[DATA SECTION]

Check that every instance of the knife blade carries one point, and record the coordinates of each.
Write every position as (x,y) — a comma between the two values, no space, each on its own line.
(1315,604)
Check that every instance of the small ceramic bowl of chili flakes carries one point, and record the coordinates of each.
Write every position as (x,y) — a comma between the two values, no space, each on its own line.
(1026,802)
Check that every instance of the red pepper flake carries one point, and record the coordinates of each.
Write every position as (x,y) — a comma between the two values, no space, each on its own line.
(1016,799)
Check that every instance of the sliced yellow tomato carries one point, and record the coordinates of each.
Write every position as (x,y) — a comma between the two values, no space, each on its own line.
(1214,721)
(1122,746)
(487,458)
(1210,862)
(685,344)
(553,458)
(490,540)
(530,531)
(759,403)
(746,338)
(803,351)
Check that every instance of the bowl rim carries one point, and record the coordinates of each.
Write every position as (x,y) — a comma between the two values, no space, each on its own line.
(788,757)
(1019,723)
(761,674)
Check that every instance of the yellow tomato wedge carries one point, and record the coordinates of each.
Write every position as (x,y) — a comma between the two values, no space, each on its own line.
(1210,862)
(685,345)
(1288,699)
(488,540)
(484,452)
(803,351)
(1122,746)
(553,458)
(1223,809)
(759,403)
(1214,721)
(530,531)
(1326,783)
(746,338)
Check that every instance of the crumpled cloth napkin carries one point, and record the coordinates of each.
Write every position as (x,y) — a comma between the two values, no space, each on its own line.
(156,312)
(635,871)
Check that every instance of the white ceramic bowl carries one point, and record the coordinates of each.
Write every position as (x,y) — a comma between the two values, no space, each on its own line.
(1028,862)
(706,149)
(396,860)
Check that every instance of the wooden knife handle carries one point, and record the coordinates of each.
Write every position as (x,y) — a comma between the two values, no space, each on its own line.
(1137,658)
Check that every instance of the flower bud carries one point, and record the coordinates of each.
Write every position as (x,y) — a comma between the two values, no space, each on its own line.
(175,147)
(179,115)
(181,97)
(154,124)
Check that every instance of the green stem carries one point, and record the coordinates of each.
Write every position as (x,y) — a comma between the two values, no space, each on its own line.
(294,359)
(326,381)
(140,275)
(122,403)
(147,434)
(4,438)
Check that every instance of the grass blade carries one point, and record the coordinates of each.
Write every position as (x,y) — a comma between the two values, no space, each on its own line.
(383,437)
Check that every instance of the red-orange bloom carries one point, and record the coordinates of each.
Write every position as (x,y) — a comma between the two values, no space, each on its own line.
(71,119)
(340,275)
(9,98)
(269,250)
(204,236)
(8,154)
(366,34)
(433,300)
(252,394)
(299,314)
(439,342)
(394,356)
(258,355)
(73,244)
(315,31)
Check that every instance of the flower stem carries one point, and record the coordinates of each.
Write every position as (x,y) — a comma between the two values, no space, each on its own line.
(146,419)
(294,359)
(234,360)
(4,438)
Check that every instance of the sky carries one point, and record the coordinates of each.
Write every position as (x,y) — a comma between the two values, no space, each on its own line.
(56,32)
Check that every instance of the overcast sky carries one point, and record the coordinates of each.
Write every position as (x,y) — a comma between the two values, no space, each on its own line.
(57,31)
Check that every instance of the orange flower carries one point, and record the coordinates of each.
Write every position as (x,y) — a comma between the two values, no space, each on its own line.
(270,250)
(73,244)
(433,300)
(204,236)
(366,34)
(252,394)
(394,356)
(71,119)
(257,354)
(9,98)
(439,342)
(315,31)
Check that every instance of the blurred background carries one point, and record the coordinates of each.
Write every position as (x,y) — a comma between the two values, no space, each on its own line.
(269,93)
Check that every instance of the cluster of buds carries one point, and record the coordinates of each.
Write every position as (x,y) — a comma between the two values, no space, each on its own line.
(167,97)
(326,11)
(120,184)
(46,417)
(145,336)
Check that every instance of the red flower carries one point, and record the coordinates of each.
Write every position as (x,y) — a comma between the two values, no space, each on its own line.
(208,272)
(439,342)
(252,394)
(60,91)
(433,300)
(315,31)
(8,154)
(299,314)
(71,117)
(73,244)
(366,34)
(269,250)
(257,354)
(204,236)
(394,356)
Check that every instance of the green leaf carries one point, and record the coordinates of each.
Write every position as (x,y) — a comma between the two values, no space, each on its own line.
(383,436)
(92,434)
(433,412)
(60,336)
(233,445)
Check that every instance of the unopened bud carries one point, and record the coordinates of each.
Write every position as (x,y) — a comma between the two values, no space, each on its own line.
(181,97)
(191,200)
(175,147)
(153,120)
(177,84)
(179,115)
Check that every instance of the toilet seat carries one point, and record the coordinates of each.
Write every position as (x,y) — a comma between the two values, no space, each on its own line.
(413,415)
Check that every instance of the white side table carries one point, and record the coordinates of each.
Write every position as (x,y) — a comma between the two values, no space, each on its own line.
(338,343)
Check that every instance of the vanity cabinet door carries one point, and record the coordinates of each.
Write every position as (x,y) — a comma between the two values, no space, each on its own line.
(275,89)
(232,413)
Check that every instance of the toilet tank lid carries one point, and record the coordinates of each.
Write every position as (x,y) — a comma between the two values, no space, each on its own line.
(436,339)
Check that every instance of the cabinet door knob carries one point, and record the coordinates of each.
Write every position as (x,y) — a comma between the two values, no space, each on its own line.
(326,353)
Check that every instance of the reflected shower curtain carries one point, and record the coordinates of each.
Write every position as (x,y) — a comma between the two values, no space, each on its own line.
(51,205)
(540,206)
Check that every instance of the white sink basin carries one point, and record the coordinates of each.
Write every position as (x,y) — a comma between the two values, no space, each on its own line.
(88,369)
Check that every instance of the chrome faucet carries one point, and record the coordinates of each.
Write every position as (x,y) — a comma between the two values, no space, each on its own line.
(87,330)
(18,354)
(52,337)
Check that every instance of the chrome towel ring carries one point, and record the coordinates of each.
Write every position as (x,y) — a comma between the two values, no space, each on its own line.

[WRITTEN INSTRUCTION]
Every record shown above should be written out again exactly.

[OUTPUT OF THE TASK]
Check that every instance of the knife blade carries one point, and record the coordinates of each.
Write every position as (x,y) — a comma between the two values, no space, each on its own line.
(1315,604)
Check that every instance of the small ceramic bowl of chili flakes carries one point, and record the coordinates of each.
Write every position as (x,y) — a comma between the two values, no space, each on its own line.
(1026,802)
Check that every instance of the red pepper flake carries one point, and record the coordinates of each.
Write every position as (x,y) — a comma between the two values, no space, each on its own line.
(1016,799)
Check that every instance of the sliced yellow tomato carries one point, and record the coordinates of each.
Write every position as (x,y) — a comma between the two values, no space, each on its own line.
(1214,721)
(1122,746)
(487,458)
(1210,862)
(685,344)
(553,458)
(490,540)
(530,531)
(759,403)
(746,338)
(803,351)
Check that every instance of the bowl rim carries one point, and record the coordinates of each.
Write every position as (x,y) — a comma between the two values, no space, each on its own line.
(788,757)
(1019,723)
(761,674)
Check that every instance of the yellow tomato wedge carries one point, and record the coordinates of each.
Write every position as (x,y) — a comma between the two values, no space, each on its own line.
(1210,862)
(685,345)
(1288,699)
(488,540)
(484,452)
(803,351)
(1122,746)
(553,458)
(1223,809)
(759,403)
(1214,721)
(530,531)
(1326,783)
(746,338)
Check that every instance of the crumpled cloth napkin carries one point, and record the coordinates of each.
Write every position as (x,y) — a comma between the two values, no space, each on its own line.
(156,312)
(635,871)
Check that every instance of the white ceramic bowl carries one point, and record the coordinates of each.
Write every position as (x,y) — a comma between the two values, no space, each on its own line.
(1028,862)
(706,149)
(396,860)
Check that every instance of the wooden knife handle carries one point, and record the coordinates of each.
Write every position as (x,y) — a comma between the two values, no space, each on its own line.
(1137,658)
Check that every instance of the flower bud carries one point, and record the coordinates of each.
Write every position as (x,y) — a comma between the two values, no space, each on its own line.
(175,147)
(179,115)
(181,97)
(154,124)
Check that every instance of the green stem carries one point, and record the coordinates of each.
Write every position as (x,y) — a comma between the two values, no space, each on its own line.
(294,359)
(326,381)
(140,275)
(122,403)
(147,434)
(4,438)
Check that every instance of the grass blade carries one point, and record the coordinates of each.
Write every position as (x,y) — a comma between the two values, no space, each on its own line.
(383,437)
Check that every instance of the red-orange bloom carries one point, and record the coordinates of each.
Write every position as (x,y) — a comma between the two values, no space, each on its own line.
(71,119)
(340,275)
(9,98)
(269,250)
(204,236)
(8,154)
(366,34)
(433,300)
(252,394)
(299,314)
(439,342)
(394,356)
(258,355)
(73,244)
(315,31)
Check that every instance of the flower stem carries one point, and record the coordinates of each.
Write every position as (x,y) — a comma between the two values, no space, each on its own line.
(146,419)
(294,359)
(234,360)
(4,438)
Check that every instance of the sky carries one point, and record the coordinates of each.
Write every position as (x,y) — a comma between the two values, no space, each on its own line.
(56,32)
Check that every instance of the overcast sky carries one point, and record the coordinates of each.
Write every position as (x,y) — a comma between the two values, no space, each on its own line.
(57,31)
Check that every instance of the orange flower carries one point, and record the coordinates of each.
Write every position as (x,y) — a comma between the two values, no space, each on its own line.
(270,250)
(73,244)
(433,300)
(204,236)
(366,34)
(252,394)
(394,356)
(71,119)
(257,354)
(9,98)
(439,342)
(315,31)
Check that every instance of the blurred background carries one point, and record the coordinates of each.
Write every position as (x,y) — a comma between the two values, no space, each on its own line.
(269,93)
Check that every instance of the cluster of buds carries one point, and record the coordinates of each.
Write every position as (x,y) — a comma between the two values, no space, each on its own line.
(167,97)
(326,11)
(120,184)
(46,417)
(145,336)
Check that every instance of the red flower carries one point, and record the coordinates of each.
Write every position as (x,y) — a comma between the two values, no space, each on its own line.
(208,272)
(439,342)
(252,394)
(60,91)
(433,300)
(315,31)
(8,154)
(299,314)
(71,117)
(73,244)
(366,34)
(269,250)
(257,354)
(204,236)
(394,356)
Check that every instance of the green leaf carries one point, and record the coordinates of each.
Write every position as (x,y) — a comma between the two values, no space, each on its own line.
(383,436)
(92,434)
(433,412)
(60,336)
(233,445)
Check that every instance of the unopened bud carries one point, and record the coordinates of each.
Write every position as (x,y) — a comma between the two values, no space, each on its own line.
(181,97)
(191,200)
(175,147)
(153,120)
(177,84)
(179,115)
Check that every instance of the toilet seat carries one point, and record the coordinates of each.
Write every position as (x,y) — a comma between the two values, no space, each on its own line.
(413,415)
Check that every instance of the white side table carries one point, and record the coordinates of each.
Write every position as (x,y) — a comma between the two values, no space, each on its own line.
(338,343)
Check that every instance of the vanity cabinet door carries one point, and record the coordinates of each.
Write every position as (x,y) — a comma between the two values, no space, each on its own line.
(275,89)
(232,413)
Check that every instance of the toilet tank lid carries one point, and record the coordinates of each.
Write every position as (x,y) — a comma between the two values, no space, each on its own line.
(436,339)
Check that every instance of the cabinet door knob carries one point, and record the coordinates of each.
Write every position as (x,y) — a comma between the two values, no space, each on its own line.
(326,353)
Check that every instance of the reflected shower curtain carries one point, and record the coordinates of each.
Write every position as (x,y) — a comma between the two values, no space, each on its own line.
(51,205)
(540,206)
Check that every instance of the white sink basin carries one point, and record the coordinates of each.
Write every position as (x,y) — a comma between the two values, no space, each on its own line.
(88,369)
Check that every instance of the chrome faucet carries one point, and record the coordinates of each.
Write every position as (x,y) — a comma between the two values, no space, each on its own line.
(87,330)
(18,354)
(52,337)
Check that every instance of the chrome towel ring carries one point, and record the coordinates of each.
Write every position as (x,y) — a comma between the two values, no space, each on its own line.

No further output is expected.